-- WORK TO BE COMPLETED --
Report only the number of lines in the material below that contain the string "nose", treating uppercase and lowercase as different.

-- INPUT ROWS --
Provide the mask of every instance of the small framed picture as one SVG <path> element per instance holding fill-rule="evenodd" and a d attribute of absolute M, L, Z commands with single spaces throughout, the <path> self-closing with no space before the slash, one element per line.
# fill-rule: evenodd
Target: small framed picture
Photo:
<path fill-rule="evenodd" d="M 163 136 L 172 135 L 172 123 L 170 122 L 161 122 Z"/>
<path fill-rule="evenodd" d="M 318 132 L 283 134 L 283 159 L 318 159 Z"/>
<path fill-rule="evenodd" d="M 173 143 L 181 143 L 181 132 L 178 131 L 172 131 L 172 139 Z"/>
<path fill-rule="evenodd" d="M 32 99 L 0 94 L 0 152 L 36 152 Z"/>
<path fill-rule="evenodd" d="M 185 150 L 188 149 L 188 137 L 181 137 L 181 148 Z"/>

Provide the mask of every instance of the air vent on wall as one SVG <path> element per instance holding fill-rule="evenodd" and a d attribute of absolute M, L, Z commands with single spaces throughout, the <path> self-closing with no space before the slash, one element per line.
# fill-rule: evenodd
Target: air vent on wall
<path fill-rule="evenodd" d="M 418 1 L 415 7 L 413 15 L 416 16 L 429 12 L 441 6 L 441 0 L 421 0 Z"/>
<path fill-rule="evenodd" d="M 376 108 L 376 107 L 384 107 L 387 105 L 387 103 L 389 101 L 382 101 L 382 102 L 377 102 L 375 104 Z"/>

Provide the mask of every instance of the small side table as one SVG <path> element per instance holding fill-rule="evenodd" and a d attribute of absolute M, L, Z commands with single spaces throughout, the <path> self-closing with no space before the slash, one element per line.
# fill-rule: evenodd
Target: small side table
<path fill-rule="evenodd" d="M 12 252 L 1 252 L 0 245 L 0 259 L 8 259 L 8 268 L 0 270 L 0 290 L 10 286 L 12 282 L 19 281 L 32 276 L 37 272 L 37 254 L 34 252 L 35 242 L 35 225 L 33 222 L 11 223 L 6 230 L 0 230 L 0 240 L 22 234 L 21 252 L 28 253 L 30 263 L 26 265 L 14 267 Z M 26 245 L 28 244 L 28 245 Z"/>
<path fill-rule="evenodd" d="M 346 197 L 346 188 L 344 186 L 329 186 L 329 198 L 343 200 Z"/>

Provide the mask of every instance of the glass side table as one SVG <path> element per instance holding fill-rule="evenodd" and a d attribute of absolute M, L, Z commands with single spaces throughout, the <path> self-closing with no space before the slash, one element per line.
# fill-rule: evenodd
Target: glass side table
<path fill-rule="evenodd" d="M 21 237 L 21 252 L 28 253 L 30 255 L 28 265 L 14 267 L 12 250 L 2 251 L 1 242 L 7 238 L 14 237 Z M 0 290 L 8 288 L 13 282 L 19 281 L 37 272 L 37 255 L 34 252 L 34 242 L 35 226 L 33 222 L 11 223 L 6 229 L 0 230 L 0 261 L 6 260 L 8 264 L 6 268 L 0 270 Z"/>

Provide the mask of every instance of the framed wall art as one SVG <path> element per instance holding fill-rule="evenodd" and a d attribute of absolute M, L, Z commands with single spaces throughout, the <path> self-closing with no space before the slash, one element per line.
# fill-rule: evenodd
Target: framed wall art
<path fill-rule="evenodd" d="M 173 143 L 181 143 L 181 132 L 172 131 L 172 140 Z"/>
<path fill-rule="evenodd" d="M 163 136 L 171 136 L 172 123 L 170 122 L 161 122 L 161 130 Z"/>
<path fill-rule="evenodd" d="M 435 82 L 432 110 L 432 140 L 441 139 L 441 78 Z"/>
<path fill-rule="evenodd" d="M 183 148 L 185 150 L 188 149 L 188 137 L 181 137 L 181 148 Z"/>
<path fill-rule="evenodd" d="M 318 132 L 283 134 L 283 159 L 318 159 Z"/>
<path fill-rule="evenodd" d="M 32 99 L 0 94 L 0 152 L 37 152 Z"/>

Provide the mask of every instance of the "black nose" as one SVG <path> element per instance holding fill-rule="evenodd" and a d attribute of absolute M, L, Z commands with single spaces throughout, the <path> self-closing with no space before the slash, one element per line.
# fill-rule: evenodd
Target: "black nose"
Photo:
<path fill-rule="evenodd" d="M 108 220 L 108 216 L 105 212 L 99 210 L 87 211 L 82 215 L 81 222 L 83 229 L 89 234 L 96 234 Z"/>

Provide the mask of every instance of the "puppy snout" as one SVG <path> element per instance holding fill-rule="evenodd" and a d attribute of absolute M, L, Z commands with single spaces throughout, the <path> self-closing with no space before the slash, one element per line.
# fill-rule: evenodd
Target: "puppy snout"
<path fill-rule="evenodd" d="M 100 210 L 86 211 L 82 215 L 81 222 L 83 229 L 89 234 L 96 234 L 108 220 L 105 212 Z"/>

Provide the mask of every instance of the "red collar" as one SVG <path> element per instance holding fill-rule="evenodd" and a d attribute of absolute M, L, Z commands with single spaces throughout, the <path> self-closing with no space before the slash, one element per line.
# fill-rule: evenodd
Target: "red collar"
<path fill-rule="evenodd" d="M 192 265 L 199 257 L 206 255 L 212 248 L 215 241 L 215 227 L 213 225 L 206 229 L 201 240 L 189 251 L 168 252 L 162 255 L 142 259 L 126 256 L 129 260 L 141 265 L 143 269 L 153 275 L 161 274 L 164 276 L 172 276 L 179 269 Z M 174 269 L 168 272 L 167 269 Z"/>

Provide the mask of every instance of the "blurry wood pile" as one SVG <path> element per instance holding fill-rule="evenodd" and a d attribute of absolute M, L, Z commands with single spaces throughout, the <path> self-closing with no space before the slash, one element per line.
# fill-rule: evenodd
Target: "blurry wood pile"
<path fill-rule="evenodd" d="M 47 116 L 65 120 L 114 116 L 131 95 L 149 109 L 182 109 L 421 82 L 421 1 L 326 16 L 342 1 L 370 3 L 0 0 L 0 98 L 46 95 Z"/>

-- TASK RESULT --
2